EXERCISE ->
Please return, word for word, the stretch of the UK visa forum thread between "## AmyD (Jan" and "by right now.", inclusive.

READING TEXT ->
☆ ☆ ☆ ☆
# Visiting Boyfriend UK Citizen - What Visa to apply



## swatiyardi (Apr 1, 2013)

UK VISA INQUIRY

ENQUIRER: UK citizen, residing Manchester, UK

APPLICANT: Indian citizen, residing Mumbai, India. (Left Job in Feb 2013)

I have known my partner since 2008 when we met through business. We became friends and remained in contact by email, social media, etc. Since January 2013 we have started a relationship and wish to live together in the UK. I have left my wife and have started legal separation.

PARTNER VISA: From reading UKBA information it appears that we cannot apply for a Partner Visa because we have to demonstrate living together for 2 years. (How can you do that with visa restrictions?)

WORK VISA: She is a Software Consultant, specializing in the Lawson M3 ERP product. She has the necessary technical certification in this area. She would be prepared to work as a freelance consultant in the UK. She would also be prepared to work as a UK employee, but has no job offer. Is there a Work Visa which she could apply under?

TOURIST VISA: The remaining option appears to be a Tourist Visa, but this is limited to 6 months before having to return and re-apply.

Please can you advise on which type of visa she can use in order to gain access to the UK. Are there any alternatives to the above?


----------



## AmyD (Jan 12, 2013)

You really should not put such personal info on a public website. Your girlfriend can't come to the UK on a "girlfriend" visa. You either have to marry her or she has to get a work visa in her own right, which are desperately hard to come by right now.


----------



## Crawford (Jan 23, 2011)

swatiyardi said:


> UK VISA INQUIRY
> 
> ENQUIRER: UK citizen, residing Manchester, UK
> 
> ...



You also could not apply for a partner visa since you are still married - in fact, you have only startd legal separation procedures according to you post. 

You need to be divorced before even a partner visa can be applied for.

At the moment there is only a tourist visa eligible for your girlfriend.


----------



## swatiyardi (Apr 1, 2013)

Hi, 

Thanks for the Reply. Amy, I am new to this forum and when i posted it i realized i should not add all these personal details. And since then i am trying to edit the thread details but not sure how to do that?_[Done - Mod]_
Any idea how to edit this information in thread? 

Also need one more help on this - 
1) since now only tourist visa is option? can we apply as a general visitor (visiting friends?) for 6 months? and also if my girl friend travel here for 2 years like this? (6 months in India & 6 months in UK) will this period be considered as genuine relations for applying unmarried partner later?
☆ ☆ ☆ ☆
EXTRACTED MATERIAL ->
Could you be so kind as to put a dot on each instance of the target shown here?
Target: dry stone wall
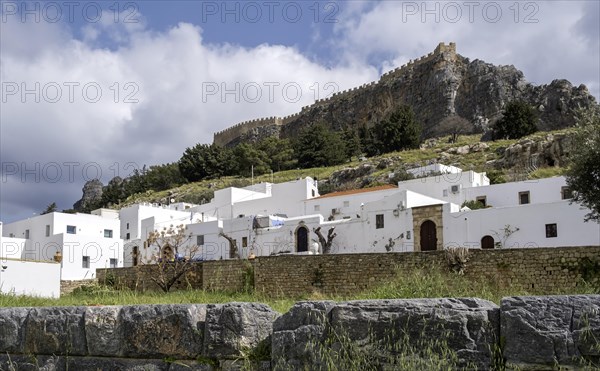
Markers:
(525, 333)
(539, 269)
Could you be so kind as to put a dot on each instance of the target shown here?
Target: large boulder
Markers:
(157, 331)
(102, 331)
(457, 332)
(549, 331)
(297, 333)
(55, 331)
(11, 329)
(233, 329)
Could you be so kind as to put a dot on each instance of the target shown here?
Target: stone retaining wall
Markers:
(541, 269)
(526, 333)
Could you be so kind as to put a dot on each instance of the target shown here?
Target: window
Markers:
(566, 193)
(524, 198)
(551, 230)
(379, 221)
(482, 199)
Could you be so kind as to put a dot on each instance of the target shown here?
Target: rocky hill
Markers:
(438, 85)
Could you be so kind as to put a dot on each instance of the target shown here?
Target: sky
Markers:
(95, 89)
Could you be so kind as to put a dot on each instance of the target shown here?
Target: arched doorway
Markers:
(135, 254)
(302, 239)
(428, 236)
(487, 242)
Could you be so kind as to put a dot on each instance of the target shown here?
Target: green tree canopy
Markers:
(249, 158)
(519, 119)
(318, 146)
(205, 161)
(399, 131)
(280, 153)
(50, 209)
(583, 175)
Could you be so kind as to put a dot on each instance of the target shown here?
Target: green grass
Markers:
(434, 282)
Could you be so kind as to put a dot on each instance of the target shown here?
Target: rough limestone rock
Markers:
(102, 331)
(55, 330)
(543, 332)
(31, 362)
(468, 327)
(234, 328)
(436, 87)
(11, 329)
(294, 333)
(92, 194)
(156, 331)
(551, 150)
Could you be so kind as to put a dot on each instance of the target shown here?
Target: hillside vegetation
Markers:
(480, 157)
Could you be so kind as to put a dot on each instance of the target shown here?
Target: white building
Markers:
(419, 215)
(81, 242)
(25, 277)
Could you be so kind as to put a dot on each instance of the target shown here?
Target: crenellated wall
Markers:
(222, 138)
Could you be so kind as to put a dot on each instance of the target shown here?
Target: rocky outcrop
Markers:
(440, 85)
(92, 195)
(551, 332)
(550, 150)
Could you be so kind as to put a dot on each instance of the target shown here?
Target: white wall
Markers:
(325, 204)
(468, 227)
(89, 240)
(507, 194)
(131, 217)
(20, 277)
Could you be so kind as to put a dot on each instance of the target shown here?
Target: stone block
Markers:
(102, 332)
(296, 332)
(551, 331)
(466, 328)
(11, 329)
(233, 329)
(156, 331)
(55, 331)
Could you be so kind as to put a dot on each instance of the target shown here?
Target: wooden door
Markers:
(428, 236)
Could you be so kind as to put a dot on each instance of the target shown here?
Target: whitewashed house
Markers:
(420, 214)
(81, 242)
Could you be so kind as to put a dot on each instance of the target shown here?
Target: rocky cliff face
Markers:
(441, 84)
(92, 193)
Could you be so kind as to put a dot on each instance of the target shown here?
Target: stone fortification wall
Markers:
(234, 133)
(525, 333)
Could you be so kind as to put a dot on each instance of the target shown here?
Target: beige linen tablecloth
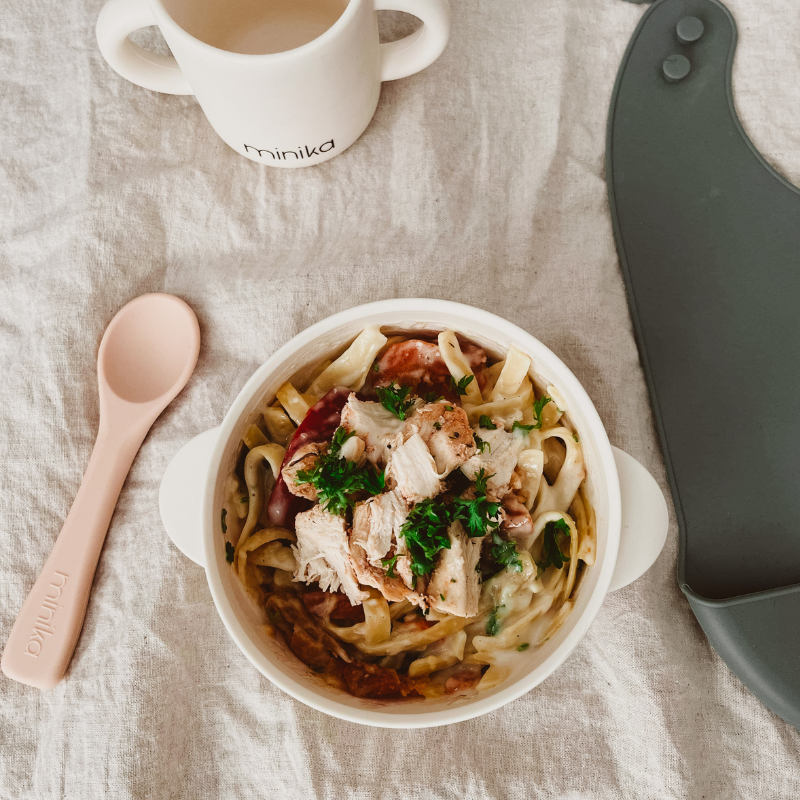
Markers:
(480, 180)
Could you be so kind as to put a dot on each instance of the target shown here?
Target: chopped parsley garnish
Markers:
(388, 565)
(460, 387)
(481, 444)
(425, 532)
(393, 398)
(478, 515)
(505, 553)
(337, 480)
(493, 624)
(552, 554)
(523, 428)
(538, 407)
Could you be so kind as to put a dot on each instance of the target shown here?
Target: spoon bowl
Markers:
(149, 350)
(146, 356)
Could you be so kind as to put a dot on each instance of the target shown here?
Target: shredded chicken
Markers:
(304, 458)
(446, 431)
(413, 471)
(323, 554)
(498, 459)
(376, 524)
(379, 429)
(454, 587)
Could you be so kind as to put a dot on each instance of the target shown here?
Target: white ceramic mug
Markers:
(289, 109)
(632, 517)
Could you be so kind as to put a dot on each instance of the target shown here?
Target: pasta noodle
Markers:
(279, 427)
(295, 404)
(352, 584)
(351, 368)
(458, 365)
(515, 370)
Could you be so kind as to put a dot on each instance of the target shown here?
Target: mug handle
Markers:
(419, 50)
(117, 20)
(645, 521)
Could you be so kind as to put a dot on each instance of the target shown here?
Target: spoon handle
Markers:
(46, 630)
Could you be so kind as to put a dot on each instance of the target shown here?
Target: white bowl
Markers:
(192, 492)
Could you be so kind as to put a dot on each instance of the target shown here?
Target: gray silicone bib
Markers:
(708, 236)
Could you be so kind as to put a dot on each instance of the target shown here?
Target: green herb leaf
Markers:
(505, 553)
(388, 565)
(481, 444)
(338, 481)
(538, 407)
(478, 515)
(552, 554)
(460, 387)
(493, 624)
(393, 398)
(425, 533)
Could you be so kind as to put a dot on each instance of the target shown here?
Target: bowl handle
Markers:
(180, 497)
(645, 521)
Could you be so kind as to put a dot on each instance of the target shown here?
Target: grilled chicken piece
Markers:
(413, 471)
(303, 459)
(446, 431)
(454, 587)
(379, 429)
(323, 554)
(516, 522)
(375, 536)
(376, 524)
(304, 635)
(499, 460)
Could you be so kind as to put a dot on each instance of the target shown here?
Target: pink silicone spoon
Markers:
(146, 356)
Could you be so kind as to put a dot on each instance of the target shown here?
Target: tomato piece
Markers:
(371, 680)
(319, 425)
(419, 364)
(335, 605)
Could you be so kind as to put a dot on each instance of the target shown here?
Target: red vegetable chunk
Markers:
(419, 364)
(319, 425)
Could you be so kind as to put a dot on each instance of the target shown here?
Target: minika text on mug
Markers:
(281, 155)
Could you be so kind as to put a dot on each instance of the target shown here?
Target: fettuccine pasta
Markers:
(413, 516)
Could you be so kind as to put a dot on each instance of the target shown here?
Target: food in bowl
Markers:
(412, 516)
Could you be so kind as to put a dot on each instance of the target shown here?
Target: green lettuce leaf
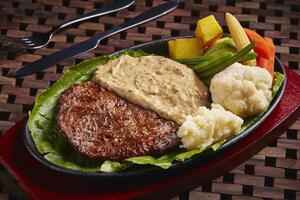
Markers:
(51, 144)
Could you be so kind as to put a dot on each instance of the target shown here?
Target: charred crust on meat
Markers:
(103, 126)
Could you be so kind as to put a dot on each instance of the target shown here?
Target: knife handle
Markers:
(116, 6)
(140, 19)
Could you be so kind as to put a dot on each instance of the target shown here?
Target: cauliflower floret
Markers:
(208, 126)
(243, 90)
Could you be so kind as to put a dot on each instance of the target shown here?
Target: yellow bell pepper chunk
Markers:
(171, 44)
(185, 48)
(208, 29)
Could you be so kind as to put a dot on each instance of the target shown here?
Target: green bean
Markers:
(223, 63)
(210, 63)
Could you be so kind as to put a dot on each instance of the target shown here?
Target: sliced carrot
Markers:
(265, 63)
(261, 47)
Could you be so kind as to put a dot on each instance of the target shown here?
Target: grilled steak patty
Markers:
(102, 125)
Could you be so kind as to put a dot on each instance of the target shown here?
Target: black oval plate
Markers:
(158, 47)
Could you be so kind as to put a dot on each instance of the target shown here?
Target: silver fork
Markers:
(38, 40)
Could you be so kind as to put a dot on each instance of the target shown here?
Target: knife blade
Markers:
☆ ☆ ☆ ☆
ANSWER TO THIS PROBLEM ->
## AmyD (Jan 12, 2013)

You really should not put such personal info on a public website. Your girlfriend can't come to the UK on a "girlfriend" visa. You either have to marry her or she has to get a work visa in her own right, which are desperately hard to come by right now.